* **WHAT YOU SHOULD DO**: Word for word, copy all of the entries.
#### EXTRACTED RECORDS
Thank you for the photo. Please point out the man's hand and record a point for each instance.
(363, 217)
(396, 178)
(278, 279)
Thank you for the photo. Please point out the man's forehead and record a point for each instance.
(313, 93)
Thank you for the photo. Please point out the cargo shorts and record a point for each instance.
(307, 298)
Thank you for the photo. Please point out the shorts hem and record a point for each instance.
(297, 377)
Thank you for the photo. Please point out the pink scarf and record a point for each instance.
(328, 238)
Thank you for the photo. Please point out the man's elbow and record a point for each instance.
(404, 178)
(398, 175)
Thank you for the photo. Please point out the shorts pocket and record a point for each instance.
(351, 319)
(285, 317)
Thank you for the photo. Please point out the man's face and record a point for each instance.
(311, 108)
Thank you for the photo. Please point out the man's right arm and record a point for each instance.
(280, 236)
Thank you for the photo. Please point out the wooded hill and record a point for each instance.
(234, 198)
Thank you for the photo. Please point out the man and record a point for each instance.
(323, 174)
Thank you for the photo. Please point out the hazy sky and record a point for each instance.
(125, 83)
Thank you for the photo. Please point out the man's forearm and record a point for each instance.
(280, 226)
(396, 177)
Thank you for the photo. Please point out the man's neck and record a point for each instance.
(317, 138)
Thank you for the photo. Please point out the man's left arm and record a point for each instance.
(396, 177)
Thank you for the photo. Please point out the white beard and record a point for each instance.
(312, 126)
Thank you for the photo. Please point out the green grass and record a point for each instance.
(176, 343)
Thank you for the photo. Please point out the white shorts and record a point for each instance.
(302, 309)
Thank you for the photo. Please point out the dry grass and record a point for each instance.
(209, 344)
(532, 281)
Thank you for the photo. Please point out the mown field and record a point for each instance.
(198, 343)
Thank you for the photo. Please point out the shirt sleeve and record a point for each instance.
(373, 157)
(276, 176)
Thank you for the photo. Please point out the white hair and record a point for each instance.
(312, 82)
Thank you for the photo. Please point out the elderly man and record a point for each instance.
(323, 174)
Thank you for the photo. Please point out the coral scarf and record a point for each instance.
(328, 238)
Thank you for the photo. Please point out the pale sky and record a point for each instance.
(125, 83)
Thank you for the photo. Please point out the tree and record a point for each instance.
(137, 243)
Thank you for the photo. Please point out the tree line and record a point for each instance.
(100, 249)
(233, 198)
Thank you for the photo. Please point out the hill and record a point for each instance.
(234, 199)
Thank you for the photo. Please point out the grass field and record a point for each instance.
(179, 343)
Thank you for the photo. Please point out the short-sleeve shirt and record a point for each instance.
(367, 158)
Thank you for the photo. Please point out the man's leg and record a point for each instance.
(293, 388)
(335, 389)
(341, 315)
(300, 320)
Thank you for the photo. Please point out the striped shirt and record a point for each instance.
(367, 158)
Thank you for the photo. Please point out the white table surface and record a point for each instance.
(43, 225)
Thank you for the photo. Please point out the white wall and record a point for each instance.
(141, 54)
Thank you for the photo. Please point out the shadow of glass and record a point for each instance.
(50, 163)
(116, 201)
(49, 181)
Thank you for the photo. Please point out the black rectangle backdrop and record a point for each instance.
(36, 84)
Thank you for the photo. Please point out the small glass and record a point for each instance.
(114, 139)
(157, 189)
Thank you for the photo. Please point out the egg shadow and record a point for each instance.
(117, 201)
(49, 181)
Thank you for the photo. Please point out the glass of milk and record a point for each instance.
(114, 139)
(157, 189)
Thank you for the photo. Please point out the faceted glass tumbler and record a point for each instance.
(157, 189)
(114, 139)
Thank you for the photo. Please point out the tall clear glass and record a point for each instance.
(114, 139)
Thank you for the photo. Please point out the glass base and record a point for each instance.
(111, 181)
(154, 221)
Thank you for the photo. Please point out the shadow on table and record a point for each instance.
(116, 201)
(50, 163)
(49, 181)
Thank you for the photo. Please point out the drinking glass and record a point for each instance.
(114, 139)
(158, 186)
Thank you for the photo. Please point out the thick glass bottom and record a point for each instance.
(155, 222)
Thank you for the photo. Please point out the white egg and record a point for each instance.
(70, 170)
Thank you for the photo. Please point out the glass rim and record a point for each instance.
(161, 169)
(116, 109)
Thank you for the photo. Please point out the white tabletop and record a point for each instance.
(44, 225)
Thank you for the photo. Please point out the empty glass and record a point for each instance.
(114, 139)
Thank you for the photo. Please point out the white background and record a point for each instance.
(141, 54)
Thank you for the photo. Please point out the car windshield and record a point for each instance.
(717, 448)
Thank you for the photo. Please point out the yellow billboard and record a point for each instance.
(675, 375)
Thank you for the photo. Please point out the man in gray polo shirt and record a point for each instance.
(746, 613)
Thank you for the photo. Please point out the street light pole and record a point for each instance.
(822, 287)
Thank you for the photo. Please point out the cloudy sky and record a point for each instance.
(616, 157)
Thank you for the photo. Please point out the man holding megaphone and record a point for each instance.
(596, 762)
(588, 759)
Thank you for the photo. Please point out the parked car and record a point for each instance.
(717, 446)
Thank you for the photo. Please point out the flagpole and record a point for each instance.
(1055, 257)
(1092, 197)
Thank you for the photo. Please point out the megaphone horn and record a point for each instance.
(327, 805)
########
* **EXERCISE RESPONSE**:
Thank you for the photo. Please point out the man's hand and record a point for each instance.
(363, 217)
(396, 178)
(278, 279)
Thank you for the photo. Please point out the man's forehead and record a point for each instance.
(313, 93)
Thank you for the photo. Please point out the cargo shorts and record a point for each instance.
(307, 298)
Thank you for the photo. Please point out the shorts hem and record a point for each instance.
(297, 377)
Thank you for the photo. Please point out the pink scarf and record a point for each instance.
(328, 238)
Thank you for the photo. Please point out the man's elbow and record a point for each instance.
(404, 178)
(398, 175)
Thank you for the photo. Please point out the shorts pocket and record a point for each instance.
(351, 319)
(285, 317)
Thank you for the photo. Please point out the man's face and record a point for each instance.
(311, 108)
Thank you for the photo. Please point out the man's right arm and record a point for each instance.
(280, 236)
Thank you for the photo. Please point out the wooded hill and record a point for each instance.
(234, 198)
Thank you for the photo. Please point out the man and record a point for each instance.
(323, 174)
Thank you for the photo. Please point out the hazy sky and record a point for each instance.
(125, 83)
Thank you for the photo. Please point out the man's forearm and record a point for each instance.
(280, 226)
(396, 177)
Thank you for the photo. Please point out the man's neck and record a point for each instance.
(317, 138)
Thank you for the photo. Please point out the man's left arm and record a point for each instance.
(396, 177)
Thank you for the photo. Please point out the white beard and record a point for each instance.
(312, 126)
Thank you for the photo. Please point out the green grass and record a point for each instance.
(176, 343)
Thank you for the photo. Please point out the white shorts and record a point for each instance.
(302, 309)
Thank you for the photo. Please point out the dry grass and record a point for each instance.
(209, 344)
(532, 281)
Thank you for the photo. Please point out the mown field and record a point for each instance.
(198, 343)
Thank you for the photo. Please point out the shirt sleeve and record a point for each instance.
(373, 157)
(276, 176)
Thank you for the photo. Please point out the white hair and record a point for each instance.
(312, 82)
Thank you for the photo. Please point out the elderly man and record a point for each instance.
(323, 174)
Thank you for the photo. Please point out the coral scarf and record a point for each instance.
(328, 238)
Thank you for the photo. Please point out the pale sky and record a point for each instance.
(125, 83)
Thank you for the photo. Please point out the tree and record a point for each instance.
(137, 243)
Thank you for the photo. Please point out the tree line and record a point for each instance.
(100, 249)
(233, 198)
Thank you for the photo. Please point out the hill and record a point for each instance.
(234, 199)
Thank you for the photo. Please point out the grass field and record a point for each instance.
(179, 343)
Thank you for the photo. Please point out the short-sleeve shirt and record a point for each instance.
(367, 158)
Thank you for the photo. Please point out the man's leg and record a point for each instance.
(293, 388)
(335, 389)
(341, 315)
(300, 320)
Thank you for the photo. Please point out the striped shirt and record a point for each instance.
(367, 158)
Thank you for the photo. Please point out the white table surface and record a point for each instance.
(43, 225)
Thank you for the photo. Please point out the white wall and record a point for each instance.
(141, 54)
Thank you for the photo. Please point out the shadow of glass and record a point for each instance.
(50, 163)
(116, 201)
(49, 181)
Thank you for the photo. Please point out the black rectangle backdrop and record a point for each instance.
(36, 84)
Thank you for the photo. Please point out the small glass and record a point for each instance.
(114, 139)
(157, 189)
Thank you for the photo. Please point out the egg shadow and record a point for each instance.
(117, 201)
(49, 181)
Thank you for the photo. Please point out the glass of milk and record a point for each instance.
(114, 139)
(157, 189)
Thank you for the photo. Please point out the faceted glass tumbler and record a point for each instance.
(157, 189)
(114, 139)
Thank you for the photo. Please point out the tall clear glass and record a point for each instance.
(114, 139)
Thank you for the photo. Please point out the glass base and record a point for each instance.
(111, 181)
(154, 221)
Thank you for the photo. Please point out the shadow on table and record a point for each instance.
(116, 201)
(50, 163)
(49, 181)
Thank you for the photo. Please point out the drinking glass and record a point for each instance.
(114, 139)
(158, 186)
Thank you for the photo. Please point out the thick glass bottom and record a point for each instance.
(155, 222)
Thank you for the photo. Please point out the white egg and record a point for each instance.
(70, 170)
Thank you for the photo. Please point out the glass rim and record a point for each instance.
(161, 169)
(116, 109)
Thank you for the photo. Please point out the white tabletop and record a point for each instance.
(44, 225)
Thank you for the photo. Please point out the empty glass and record a point for each instance.
(114, 139)
Thank you for the photo. Please point out the white background and record a point for each instance.
(141, 54)
Thank you for the photo. Please point out the car windshield and record a point for each instance.
(717, 448)
Thank you for the photo. Please point out the yellow billboard and record a point for each instance.
(675, 375)
Thank you for the photo. Please point out the man in gray polo shirt and record a point for each instance.
(746, 613)
Thank you for the photo. Please point out the street light pole and record a point for each instance.
(822, 287)
Thank you for the photo. Please point out the cloudy sky and record a point for each instance.
(616, 157)
Thank you for the photo. Please point out the man holding megaphone and record a point for each instance.
(596, 762)
(588, 759)
Thank you for the photo. Please point out the parked car and record a point for each instance.
(717, 446)
Thank you for the photo. Please point out the flagpole and record a point for each instance.
(1055, 257)
(1092, 197)
Thank you for the photo. Please point out the megaphone horn and record a point for each instance.
(327, 805)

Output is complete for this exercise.